For the past three seasons, the Vikings and Seahawks have been blessed to have their star runner on their side. Minnesota sees Peterson in practice every day, but doesn't face the full power of the reigning MVP's game.
A matchup against Lynch is the closest the Vikings come to knowing what it would be like to have to handle Peterson at his best.
"Oh, goodness, same challenge in stopping AP," Allen said of matching up with Lynch. "He's a big back, he's physical, downhill, but has the speed and the power. He can get to the edge and take any play to the house. He's physical, you have to hit him and wrap him up. We have to tackle, have to gang tackle. You have to get more than one guy to the ball, that's for sure."
Peterson and Lynch arrived in the NFL together, both first-round draft picks in 2007. Peterson, the first running back taken, was selected by Minnesota out of Oklahoma with the seventh-overall selection. Lynch, out of California, went to the Buffalo Bills five picks later. Together they've accounted for eight Pro Bowl selections and more than 16,000 rushing yards.

Extracted data
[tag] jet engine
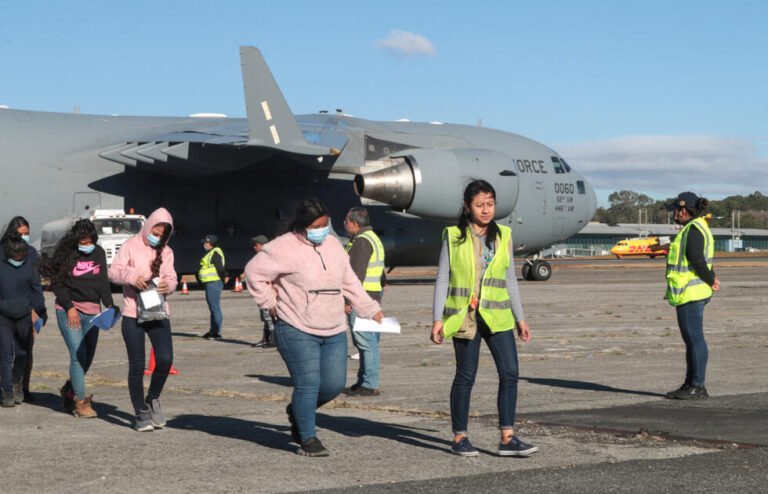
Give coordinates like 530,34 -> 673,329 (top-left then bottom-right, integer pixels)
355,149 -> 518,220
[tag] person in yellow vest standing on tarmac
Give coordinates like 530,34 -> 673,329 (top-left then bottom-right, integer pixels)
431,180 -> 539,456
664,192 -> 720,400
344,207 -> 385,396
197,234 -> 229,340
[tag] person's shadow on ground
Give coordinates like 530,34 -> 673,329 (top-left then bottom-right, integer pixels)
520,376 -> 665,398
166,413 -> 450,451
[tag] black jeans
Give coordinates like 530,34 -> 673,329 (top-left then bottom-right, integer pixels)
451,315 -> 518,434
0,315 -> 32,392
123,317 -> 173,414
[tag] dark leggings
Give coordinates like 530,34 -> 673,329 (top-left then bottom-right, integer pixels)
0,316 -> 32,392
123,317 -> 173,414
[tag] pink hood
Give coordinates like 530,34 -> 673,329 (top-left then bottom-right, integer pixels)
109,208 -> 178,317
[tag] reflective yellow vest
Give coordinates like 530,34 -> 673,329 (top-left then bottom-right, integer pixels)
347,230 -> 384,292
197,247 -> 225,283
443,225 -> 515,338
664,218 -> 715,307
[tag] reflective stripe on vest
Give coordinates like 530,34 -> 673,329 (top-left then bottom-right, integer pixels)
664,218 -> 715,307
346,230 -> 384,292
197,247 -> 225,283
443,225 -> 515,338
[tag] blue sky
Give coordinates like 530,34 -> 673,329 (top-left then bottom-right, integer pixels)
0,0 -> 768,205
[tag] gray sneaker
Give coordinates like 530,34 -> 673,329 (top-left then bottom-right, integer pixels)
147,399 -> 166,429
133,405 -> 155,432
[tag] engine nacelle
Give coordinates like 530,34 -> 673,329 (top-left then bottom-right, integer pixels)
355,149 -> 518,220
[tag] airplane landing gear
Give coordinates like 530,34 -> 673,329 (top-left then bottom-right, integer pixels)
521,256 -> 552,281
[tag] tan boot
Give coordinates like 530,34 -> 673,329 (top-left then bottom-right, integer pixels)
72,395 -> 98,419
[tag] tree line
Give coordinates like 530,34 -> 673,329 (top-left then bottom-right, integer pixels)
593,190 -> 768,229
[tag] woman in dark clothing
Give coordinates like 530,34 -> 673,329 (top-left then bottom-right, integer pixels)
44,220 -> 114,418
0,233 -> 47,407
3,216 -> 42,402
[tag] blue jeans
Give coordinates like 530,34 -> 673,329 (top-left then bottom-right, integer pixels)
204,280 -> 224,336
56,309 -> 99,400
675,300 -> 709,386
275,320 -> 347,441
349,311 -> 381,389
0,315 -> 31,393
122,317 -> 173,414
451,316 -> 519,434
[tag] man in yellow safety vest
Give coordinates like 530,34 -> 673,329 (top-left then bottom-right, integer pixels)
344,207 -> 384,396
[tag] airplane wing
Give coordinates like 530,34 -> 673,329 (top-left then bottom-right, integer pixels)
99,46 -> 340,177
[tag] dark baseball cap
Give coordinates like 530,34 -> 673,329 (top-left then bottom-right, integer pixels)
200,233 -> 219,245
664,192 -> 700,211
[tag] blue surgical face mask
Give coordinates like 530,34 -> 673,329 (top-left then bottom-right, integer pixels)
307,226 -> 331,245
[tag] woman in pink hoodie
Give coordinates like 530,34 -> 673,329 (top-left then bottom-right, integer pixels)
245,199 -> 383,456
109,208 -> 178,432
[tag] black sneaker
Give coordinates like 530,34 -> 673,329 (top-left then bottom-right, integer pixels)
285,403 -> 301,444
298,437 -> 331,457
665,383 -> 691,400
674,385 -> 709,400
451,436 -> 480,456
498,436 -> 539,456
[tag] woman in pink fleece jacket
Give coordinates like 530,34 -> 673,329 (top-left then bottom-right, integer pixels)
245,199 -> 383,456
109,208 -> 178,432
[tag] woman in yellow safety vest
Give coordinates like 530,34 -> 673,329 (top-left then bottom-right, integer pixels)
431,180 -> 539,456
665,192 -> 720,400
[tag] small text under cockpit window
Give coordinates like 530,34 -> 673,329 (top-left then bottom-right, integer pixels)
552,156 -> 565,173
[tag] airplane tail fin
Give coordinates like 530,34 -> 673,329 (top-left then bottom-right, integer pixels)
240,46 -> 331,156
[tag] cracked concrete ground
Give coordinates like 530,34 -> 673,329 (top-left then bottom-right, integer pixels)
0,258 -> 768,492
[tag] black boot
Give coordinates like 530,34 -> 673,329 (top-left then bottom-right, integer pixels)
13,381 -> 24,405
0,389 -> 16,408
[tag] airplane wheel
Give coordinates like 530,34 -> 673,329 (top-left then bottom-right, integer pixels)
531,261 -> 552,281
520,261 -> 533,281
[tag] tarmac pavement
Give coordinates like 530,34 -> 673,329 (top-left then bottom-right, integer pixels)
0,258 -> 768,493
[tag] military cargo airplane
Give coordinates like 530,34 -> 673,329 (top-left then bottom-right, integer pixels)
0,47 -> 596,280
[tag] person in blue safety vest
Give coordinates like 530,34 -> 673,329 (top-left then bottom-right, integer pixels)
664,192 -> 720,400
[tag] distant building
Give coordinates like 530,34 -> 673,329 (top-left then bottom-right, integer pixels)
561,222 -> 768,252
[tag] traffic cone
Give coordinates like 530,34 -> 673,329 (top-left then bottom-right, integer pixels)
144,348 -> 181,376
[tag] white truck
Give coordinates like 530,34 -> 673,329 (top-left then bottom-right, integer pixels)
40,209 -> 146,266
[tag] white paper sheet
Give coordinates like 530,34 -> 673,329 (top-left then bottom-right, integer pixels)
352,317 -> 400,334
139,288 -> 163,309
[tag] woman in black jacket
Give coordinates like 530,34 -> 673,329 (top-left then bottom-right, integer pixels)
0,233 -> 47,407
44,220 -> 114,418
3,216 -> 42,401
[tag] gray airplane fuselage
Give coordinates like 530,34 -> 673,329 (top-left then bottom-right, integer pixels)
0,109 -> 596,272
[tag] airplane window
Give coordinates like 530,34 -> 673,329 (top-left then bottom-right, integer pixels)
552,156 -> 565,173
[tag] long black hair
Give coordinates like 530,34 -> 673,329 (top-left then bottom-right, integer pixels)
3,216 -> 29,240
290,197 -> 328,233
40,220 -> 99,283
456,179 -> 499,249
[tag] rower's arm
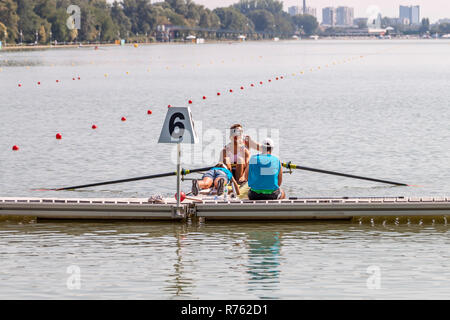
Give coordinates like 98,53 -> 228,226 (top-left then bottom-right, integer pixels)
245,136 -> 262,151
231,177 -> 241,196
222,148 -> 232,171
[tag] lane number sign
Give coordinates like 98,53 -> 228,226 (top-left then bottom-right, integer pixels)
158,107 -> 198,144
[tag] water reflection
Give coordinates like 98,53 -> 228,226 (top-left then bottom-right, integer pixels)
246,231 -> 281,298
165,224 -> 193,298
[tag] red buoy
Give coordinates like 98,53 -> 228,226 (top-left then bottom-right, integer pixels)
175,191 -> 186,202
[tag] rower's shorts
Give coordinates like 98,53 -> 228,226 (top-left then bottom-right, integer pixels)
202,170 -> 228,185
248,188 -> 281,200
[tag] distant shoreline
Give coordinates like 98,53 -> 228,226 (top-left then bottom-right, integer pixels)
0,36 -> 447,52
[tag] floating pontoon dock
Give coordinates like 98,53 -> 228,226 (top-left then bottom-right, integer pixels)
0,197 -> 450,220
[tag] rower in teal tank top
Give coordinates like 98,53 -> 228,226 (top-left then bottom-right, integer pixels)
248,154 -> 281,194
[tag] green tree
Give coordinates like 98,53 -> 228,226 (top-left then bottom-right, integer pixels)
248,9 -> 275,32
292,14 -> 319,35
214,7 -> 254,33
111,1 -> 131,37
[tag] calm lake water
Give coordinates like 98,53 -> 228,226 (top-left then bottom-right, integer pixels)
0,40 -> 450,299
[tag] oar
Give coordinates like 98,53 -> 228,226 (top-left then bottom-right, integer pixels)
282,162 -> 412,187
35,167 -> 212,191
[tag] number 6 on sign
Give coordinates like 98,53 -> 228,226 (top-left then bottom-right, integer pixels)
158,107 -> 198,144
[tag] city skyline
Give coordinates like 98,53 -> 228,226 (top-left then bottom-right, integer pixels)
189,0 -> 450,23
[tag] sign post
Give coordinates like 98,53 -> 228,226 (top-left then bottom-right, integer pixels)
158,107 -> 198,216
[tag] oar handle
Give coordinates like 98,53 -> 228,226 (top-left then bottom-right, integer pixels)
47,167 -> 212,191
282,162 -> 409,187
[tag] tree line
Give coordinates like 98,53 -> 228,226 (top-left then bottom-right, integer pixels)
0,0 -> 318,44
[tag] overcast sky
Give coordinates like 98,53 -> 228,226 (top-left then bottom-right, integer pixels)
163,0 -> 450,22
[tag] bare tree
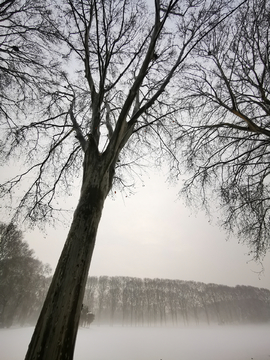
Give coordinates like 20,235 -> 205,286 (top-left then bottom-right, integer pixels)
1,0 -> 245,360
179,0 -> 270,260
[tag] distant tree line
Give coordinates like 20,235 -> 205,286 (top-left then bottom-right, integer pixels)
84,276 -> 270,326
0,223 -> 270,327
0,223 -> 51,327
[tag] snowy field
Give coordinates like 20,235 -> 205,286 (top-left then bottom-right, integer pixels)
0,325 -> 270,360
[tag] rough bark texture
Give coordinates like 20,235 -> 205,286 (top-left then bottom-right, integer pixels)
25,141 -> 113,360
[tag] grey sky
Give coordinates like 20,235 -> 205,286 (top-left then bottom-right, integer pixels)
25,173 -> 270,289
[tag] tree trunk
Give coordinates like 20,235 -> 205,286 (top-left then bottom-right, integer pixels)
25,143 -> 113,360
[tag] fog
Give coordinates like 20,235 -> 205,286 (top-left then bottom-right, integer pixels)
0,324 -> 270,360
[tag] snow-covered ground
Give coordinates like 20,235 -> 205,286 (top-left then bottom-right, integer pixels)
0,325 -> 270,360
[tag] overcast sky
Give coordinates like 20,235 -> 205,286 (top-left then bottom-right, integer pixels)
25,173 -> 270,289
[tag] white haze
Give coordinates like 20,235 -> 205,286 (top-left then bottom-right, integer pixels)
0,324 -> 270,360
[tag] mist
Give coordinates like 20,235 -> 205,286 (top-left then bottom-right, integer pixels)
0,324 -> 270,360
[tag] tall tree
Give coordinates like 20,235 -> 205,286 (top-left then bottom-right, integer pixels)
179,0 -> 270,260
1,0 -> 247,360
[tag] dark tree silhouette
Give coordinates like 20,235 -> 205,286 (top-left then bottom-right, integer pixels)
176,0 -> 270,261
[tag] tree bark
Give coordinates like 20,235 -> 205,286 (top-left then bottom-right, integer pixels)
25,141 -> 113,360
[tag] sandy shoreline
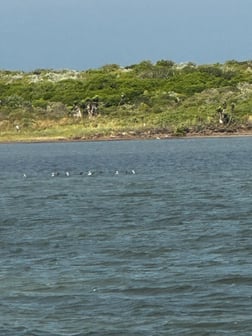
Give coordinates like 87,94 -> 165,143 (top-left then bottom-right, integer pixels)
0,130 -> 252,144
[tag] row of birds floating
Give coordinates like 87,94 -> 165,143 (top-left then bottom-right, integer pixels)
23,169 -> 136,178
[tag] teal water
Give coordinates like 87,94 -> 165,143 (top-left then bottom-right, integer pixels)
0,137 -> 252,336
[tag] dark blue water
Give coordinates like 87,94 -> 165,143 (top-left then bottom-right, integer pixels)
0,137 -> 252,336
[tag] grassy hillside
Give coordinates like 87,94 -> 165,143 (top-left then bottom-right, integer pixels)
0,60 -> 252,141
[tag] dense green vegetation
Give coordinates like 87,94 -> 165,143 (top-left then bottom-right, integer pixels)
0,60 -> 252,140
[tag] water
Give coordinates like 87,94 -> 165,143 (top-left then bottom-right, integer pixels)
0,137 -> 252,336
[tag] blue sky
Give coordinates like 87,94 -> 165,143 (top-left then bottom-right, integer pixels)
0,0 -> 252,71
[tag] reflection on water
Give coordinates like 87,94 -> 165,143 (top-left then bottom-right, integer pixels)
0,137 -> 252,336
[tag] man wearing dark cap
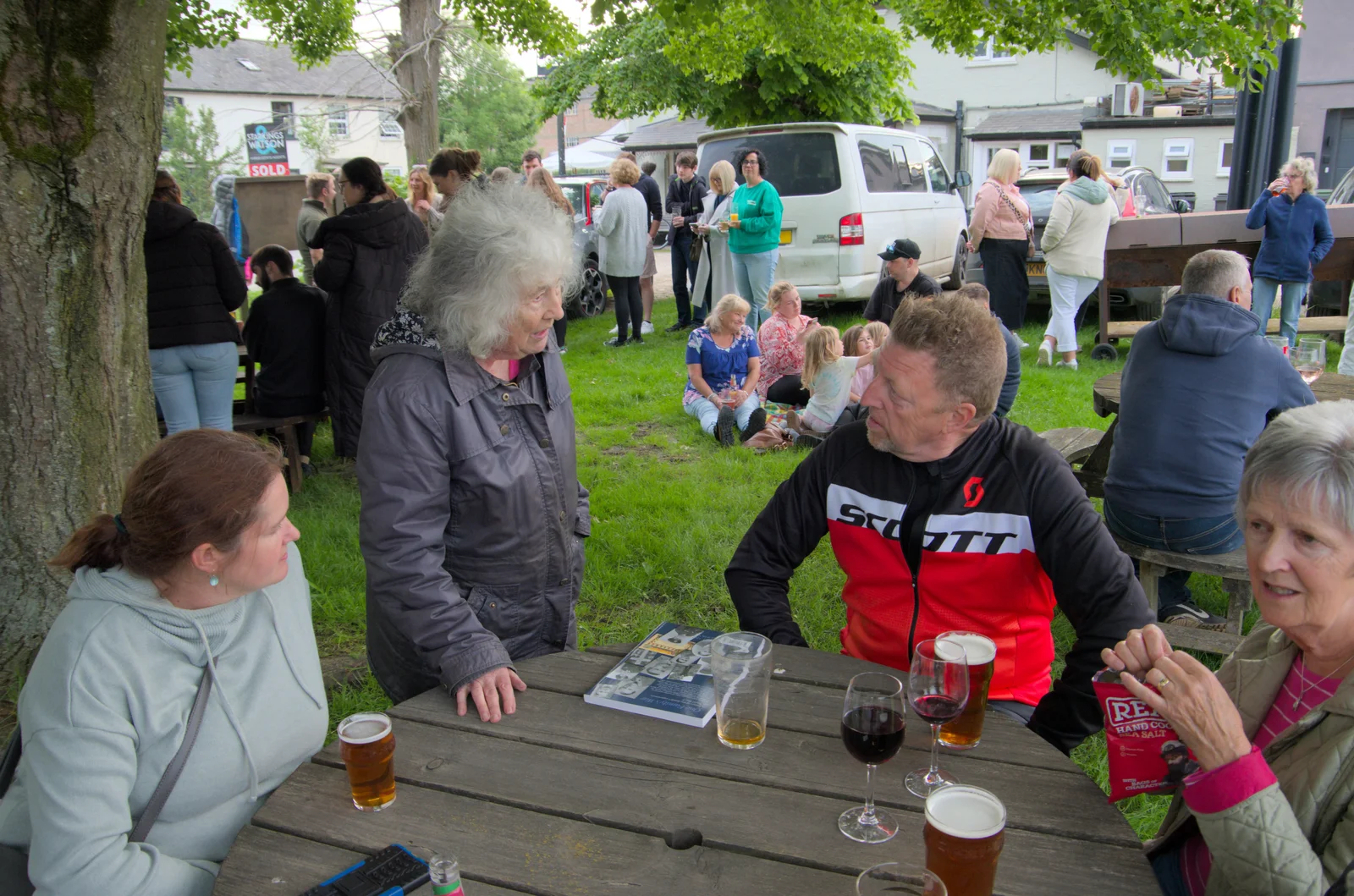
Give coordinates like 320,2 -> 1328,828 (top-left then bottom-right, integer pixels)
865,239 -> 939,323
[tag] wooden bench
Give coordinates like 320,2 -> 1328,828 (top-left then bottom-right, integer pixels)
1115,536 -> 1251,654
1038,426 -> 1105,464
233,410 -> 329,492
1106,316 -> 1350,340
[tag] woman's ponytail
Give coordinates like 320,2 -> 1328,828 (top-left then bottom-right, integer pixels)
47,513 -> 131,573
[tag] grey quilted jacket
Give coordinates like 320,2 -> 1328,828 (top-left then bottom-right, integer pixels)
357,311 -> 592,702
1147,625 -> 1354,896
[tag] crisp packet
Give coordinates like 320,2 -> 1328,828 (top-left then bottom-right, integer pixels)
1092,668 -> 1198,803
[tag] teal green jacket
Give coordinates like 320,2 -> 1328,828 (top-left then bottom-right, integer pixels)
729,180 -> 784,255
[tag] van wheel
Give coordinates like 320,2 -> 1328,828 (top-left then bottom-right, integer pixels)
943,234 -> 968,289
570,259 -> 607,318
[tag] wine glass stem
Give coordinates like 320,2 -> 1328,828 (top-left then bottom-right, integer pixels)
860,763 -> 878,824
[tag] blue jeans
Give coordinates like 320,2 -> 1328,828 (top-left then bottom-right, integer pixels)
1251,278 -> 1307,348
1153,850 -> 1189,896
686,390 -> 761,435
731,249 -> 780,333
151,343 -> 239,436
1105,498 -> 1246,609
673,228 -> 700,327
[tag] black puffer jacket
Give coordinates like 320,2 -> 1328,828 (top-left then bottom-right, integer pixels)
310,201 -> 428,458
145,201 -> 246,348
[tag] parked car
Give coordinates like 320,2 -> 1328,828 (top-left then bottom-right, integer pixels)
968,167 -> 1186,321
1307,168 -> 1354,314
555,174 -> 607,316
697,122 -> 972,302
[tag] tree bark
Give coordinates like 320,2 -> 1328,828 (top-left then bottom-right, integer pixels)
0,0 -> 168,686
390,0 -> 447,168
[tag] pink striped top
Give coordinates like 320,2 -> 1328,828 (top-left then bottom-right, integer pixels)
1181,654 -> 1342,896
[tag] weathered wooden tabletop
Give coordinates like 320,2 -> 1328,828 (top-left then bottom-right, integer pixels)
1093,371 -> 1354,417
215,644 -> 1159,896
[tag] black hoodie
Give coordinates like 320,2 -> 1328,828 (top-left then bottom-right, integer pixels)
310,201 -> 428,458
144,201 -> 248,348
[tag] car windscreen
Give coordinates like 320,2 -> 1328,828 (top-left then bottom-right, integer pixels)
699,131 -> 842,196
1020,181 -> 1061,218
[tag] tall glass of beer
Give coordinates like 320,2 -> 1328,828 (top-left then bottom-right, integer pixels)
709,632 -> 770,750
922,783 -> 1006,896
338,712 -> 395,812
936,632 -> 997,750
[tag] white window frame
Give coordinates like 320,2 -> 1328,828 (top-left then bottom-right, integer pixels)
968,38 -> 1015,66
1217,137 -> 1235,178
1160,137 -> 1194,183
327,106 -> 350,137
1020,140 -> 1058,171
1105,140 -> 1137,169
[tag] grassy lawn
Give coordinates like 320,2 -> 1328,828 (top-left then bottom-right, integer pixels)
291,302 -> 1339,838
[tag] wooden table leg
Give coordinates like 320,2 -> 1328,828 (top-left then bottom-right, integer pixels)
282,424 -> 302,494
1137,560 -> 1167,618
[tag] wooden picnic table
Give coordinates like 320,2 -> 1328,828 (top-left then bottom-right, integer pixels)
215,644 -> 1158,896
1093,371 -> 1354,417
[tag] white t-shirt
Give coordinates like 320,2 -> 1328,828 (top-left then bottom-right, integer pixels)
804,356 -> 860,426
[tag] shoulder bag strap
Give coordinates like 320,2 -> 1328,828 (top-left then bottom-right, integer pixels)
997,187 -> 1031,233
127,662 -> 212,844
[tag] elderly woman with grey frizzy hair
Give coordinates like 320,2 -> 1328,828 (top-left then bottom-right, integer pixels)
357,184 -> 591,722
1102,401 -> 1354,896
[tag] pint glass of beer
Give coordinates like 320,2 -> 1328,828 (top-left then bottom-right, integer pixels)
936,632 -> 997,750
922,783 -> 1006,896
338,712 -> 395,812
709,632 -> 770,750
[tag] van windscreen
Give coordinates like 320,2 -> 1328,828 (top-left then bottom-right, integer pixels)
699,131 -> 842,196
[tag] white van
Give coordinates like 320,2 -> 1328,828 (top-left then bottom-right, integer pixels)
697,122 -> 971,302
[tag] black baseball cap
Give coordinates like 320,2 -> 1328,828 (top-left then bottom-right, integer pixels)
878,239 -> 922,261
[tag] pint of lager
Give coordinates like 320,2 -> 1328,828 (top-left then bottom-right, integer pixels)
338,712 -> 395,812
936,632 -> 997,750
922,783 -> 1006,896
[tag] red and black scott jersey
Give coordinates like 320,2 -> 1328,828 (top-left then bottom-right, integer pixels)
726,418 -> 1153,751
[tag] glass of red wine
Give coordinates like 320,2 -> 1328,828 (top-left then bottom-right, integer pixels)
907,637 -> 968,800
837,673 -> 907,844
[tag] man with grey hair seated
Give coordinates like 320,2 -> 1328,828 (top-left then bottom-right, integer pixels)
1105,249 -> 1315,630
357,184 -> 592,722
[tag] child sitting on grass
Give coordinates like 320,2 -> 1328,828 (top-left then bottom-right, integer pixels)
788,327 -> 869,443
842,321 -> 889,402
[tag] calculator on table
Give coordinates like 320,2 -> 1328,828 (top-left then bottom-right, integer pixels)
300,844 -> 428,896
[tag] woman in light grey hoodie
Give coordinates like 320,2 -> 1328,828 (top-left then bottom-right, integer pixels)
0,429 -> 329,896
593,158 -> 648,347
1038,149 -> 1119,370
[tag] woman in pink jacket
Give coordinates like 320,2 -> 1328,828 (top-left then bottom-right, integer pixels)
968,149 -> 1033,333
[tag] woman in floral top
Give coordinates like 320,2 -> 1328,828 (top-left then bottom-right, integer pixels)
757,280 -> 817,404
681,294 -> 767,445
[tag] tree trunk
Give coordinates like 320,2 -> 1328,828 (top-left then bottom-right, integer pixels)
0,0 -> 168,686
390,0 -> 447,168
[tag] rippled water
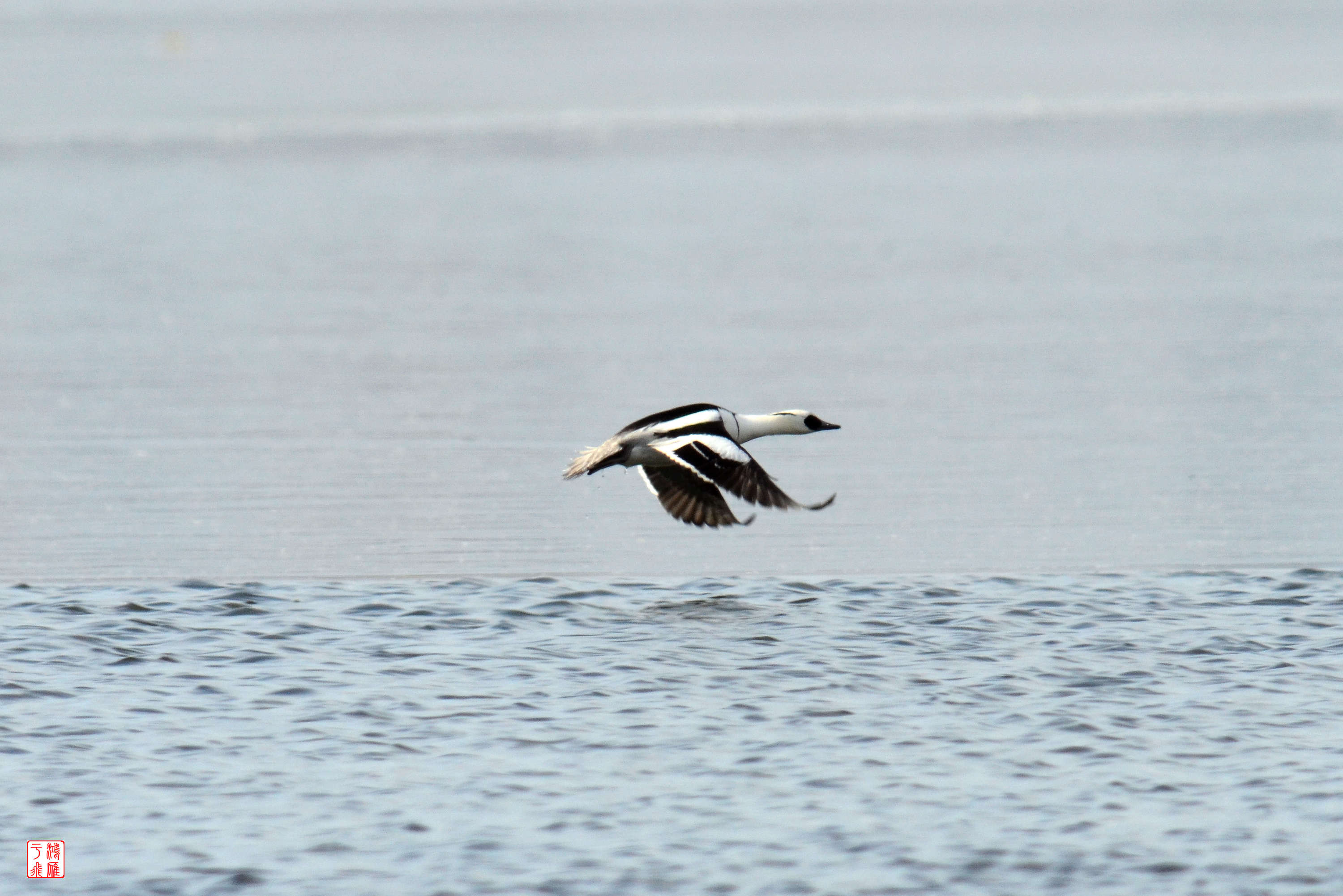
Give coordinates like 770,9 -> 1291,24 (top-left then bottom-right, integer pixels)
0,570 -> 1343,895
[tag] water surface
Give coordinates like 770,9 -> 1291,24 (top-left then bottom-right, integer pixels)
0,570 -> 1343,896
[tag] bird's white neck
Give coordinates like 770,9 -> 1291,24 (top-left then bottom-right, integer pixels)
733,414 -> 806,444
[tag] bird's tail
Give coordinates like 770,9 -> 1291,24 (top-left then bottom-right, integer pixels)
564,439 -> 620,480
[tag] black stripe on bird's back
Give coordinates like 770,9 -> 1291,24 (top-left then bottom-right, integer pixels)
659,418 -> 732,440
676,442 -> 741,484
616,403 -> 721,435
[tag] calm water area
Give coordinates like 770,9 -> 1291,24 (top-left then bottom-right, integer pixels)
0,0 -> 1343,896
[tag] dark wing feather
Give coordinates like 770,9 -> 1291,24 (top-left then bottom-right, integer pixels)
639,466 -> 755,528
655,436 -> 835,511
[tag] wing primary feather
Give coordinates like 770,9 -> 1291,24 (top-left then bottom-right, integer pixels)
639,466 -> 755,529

Your objective
In the passage about Peterson and Lynch:
1. Which player does it call the reigning MVP?
2. According to Allen, how many players must get to the ball to stop Lynch?
3. Which team drafted Lynch?

Result for this exercise
1. Peterson
2. More than one
3. The Buffalo Bills